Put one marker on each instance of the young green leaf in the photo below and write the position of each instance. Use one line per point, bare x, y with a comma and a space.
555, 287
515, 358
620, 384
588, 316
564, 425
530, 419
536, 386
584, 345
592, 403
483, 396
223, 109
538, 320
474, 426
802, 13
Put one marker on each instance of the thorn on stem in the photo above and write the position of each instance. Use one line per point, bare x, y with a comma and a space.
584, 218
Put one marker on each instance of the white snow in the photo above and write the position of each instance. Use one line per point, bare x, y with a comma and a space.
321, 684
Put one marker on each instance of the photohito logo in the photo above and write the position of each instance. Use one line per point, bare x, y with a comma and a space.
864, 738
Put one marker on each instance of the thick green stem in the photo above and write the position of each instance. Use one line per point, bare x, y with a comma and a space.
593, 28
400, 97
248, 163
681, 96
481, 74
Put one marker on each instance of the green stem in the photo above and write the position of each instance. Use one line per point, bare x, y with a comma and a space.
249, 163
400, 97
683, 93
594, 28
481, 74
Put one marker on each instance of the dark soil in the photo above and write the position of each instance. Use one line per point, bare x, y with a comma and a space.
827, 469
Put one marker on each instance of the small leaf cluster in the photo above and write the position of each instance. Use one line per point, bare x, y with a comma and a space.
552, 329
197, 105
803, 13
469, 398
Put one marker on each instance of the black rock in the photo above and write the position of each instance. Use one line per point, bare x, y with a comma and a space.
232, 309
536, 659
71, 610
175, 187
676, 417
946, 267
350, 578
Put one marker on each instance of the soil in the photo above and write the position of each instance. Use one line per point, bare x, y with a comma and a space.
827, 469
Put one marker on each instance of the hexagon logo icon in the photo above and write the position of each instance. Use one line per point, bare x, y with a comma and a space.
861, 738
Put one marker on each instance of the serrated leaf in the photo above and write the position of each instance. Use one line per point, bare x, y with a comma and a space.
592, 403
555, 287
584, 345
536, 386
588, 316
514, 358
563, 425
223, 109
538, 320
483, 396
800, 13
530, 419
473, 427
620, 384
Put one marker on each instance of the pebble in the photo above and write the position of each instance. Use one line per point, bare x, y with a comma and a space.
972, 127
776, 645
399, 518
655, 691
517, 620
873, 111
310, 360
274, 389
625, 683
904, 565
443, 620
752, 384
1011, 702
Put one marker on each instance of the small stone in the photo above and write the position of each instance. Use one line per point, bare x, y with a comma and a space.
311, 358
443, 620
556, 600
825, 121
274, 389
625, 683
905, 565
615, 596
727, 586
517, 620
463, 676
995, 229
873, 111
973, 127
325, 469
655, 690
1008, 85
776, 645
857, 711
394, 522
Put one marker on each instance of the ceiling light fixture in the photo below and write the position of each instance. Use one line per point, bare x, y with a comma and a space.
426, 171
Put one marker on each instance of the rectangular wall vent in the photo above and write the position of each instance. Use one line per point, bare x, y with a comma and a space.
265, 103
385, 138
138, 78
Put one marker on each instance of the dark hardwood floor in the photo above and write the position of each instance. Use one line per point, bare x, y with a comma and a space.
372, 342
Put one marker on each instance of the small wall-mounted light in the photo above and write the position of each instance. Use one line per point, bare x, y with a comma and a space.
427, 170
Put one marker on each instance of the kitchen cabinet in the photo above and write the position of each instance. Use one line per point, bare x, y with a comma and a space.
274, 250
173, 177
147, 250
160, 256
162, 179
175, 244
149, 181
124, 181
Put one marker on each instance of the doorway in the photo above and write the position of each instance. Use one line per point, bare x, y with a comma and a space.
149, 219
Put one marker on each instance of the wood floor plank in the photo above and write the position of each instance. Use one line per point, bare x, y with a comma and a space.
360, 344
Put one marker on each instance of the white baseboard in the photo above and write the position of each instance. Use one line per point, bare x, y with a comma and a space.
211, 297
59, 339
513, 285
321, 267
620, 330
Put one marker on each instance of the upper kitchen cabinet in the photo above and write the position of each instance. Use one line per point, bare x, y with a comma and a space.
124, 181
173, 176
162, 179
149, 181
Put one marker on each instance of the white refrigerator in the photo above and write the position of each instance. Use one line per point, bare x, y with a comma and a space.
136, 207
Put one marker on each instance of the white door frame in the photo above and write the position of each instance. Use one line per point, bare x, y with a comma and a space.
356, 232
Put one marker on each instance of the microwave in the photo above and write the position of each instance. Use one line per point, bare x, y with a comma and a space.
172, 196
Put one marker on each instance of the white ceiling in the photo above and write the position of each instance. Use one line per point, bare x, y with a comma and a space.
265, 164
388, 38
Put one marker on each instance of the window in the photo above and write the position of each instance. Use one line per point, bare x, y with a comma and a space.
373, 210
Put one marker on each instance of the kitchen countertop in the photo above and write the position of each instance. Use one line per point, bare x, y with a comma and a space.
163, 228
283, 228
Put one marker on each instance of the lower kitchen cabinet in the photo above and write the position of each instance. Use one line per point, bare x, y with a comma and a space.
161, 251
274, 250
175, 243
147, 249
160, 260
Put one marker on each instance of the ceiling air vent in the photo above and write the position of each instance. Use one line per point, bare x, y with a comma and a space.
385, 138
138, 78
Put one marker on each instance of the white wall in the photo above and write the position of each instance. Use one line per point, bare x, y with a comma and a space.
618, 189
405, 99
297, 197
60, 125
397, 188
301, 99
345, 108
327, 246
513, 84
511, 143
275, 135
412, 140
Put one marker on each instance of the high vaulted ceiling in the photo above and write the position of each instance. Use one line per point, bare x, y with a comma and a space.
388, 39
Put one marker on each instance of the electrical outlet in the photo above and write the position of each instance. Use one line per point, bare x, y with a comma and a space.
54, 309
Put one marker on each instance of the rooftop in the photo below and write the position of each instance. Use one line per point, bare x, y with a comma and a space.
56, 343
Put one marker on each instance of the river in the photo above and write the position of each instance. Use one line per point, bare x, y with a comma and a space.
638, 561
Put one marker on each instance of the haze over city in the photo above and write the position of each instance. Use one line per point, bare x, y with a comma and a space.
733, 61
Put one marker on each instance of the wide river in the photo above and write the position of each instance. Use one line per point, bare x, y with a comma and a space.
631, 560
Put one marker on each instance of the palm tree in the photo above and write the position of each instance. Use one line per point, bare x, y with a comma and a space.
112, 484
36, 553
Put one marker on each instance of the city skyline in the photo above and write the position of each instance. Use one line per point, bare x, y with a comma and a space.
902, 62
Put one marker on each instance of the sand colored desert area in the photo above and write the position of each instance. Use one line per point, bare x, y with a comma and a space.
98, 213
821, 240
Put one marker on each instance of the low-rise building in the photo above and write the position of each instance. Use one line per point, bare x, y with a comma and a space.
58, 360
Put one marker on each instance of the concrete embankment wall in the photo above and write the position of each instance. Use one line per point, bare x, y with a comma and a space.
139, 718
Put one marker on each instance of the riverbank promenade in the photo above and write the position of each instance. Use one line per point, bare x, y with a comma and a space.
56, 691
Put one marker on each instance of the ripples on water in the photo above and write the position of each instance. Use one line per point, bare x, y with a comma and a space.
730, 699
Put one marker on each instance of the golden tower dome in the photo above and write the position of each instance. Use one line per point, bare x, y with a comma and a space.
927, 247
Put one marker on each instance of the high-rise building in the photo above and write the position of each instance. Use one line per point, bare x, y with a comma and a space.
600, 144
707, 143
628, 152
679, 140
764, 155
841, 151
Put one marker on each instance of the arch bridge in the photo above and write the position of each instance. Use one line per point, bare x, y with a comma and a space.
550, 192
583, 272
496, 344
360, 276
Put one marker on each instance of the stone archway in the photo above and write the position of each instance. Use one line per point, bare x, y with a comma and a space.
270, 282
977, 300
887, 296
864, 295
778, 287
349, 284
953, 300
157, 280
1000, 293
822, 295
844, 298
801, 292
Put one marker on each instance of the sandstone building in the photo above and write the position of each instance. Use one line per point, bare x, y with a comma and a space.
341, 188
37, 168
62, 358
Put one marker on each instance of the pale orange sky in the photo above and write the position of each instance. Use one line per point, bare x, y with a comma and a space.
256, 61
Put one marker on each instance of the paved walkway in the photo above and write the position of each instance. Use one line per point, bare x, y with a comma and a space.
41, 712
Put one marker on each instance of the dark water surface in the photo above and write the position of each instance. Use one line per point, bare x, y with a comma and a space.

==================================================

**Task item:**
All lines from the one with "Put one marker on each instance of the paved" through the end of the records need to be copied exactly, and no other lines.

**Task solution:**
Put one marker on each instance of the paved walkway in the photo above and write the position of each instance. Use one line per point, bare x, y with a comma and a space.
41, 712
Put one marker on each instance of the dark water surface in the photo above and write the position of each instance. Use one line per point, bare x, y with a comma and a space.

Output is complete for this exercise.